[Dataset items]
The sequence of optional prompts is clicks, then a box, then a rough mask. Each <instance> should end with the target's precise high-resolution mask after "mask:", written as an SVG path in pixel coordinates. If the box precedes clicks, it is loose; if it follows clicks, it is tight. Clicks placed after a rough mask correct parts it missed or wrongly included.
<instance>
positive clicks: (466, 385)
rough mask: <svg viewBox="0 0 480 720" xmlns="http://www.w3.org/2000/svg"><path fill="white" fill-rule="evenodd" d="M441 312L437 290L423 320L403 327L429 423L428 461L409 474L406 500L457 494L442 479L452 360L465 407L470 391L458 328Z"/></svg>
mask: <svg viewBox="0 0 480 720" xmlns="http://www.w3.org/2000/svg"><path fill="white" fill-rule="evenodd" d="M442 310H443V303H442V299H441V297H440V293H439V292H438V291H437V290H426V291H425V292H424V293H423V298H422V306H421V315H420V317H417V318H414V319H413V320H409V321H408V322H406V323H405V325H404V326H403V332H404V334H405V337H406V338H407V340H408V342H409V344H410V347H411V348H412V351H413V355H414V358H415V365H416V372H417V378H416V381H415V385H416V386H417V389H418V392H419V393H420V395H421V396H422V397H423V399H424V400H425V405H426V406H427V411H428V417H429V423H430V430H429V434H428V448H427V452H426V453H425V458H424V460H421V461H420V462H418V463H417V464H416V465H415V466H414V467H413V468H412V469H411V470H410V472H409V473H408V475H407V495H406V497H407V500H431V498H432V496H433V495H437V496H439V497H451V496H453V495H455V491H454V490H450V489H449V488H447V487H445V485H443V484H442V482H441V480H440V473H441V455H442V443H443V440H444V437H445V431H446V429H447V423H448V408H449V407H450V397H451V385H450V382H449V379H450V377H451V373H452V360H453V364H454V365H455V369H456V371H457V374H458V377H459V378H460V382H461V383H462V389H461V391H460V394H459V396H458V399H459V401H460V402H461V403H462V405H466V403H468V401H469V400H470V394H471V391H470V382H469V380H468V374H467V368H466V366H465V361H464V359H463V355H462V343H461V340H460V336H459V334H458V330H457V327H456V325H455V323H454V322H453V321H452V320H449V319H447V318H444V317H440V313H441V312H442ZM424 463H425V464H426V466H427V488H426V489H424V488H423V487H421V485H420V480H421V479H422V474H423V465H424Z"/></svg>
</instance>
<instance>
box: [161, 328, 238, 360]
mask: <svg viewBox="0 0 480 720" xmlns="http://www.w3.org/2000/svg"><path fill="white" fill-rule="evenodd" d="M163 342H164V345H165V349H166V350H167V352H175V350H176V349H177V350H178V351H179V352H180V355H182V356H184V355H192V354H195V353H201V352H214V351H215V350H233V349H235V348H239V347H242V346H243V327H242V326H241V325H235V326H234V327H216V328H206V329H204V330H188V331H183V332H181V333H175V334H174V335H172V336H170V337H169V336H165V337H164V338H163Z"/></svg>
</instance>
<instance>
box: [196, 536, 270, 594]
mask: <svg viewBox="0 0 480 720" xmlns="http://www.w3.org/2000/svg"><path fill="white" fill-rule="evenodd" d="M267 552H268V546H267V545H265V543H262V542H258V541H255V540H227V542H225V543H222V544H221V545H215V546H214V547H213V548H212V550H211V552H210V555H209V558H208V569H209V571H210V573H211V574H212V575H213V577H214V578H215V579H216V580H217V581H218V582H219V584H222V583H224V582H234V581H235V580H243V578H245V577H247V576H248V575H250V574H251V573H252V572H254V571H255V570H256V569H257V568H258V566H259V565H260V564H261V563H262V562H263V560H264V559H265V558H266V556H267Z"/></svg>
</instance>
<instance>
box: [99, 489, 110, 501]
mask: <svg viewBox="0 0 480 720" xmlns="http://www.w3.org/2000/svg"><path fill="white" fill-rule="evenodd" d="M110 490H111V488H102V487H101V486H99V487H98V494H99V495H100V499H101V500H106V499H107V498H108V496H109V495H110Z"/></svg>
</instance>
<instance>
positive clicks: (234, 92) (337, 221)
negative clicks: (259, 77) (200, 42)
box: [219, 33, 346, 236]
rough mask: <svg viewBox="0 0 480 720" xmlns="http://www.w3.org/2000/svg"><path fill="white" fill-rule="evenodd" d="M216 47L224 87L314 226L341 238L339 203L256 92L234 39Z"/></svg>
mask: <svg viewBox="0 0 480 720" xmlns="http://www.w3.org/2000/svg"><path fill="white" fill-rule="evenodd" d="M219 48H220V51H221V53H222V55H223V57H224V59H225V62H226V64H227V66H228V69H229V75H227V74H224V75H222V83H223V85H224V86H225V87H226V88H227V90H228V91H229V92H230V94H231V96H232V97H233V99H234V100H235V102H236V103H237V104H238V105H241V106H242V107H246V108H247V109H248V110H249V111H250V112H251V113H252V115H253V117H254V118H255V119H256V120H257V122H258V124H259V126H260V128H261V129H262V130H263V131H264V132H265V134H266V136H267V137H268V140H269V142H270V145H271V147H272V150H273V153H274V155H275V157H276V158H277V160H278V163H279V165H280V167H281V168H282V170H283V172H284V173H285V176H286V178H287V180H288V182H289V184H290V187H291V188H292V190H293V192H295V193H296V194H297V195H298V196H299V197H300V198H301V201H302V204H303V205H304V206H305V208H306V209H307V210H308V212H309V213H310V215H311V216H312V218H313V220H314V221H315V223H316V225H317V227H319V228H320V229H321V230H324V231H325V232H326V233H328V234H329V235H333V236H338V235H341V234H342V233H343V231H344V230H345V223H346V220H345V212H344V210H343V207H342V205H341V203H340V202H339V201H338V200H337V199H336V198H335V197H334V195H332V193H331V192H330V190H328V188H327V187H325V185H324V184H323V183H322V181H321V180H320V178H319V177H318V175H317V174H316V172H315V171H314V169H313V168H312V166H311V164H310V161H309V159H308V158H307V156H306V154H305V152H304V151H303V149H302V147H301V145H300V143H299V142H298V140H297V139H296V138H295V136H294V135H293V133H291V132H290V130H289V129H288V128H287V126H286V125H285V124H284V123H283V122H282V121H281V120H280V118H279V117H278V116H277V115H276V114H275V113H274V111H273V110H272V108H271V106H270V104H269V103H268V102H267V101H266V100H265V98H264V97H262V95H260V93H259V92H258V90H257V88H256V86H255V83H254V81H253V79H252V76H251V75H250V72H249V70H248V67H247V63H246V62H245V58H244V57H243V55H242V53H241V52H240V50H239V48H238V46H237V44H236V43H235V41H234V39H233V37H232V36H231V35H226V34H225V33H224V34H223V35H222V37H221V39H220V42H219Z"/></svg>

■ HOW TO COMPLETE THIS TASK
The required output is the exact run of lines from the beginning of the records to the line with "positive clicks: (466, 385)", that line included.

■ WRITTEN RESPONSE
The sequence of optional prompts is clicks, then a box, then a rough mask. Each <instance> should end with the target's precise high-resolution mask after "mask:", written as an SVG path in pixel coordinates. If the box precedes clicks, it is loose; if it follows clicks, it is tight. Clicks placed after a rough mask correct parts it missed or wrongly included.
<instance>
positive clicks: (466, 385)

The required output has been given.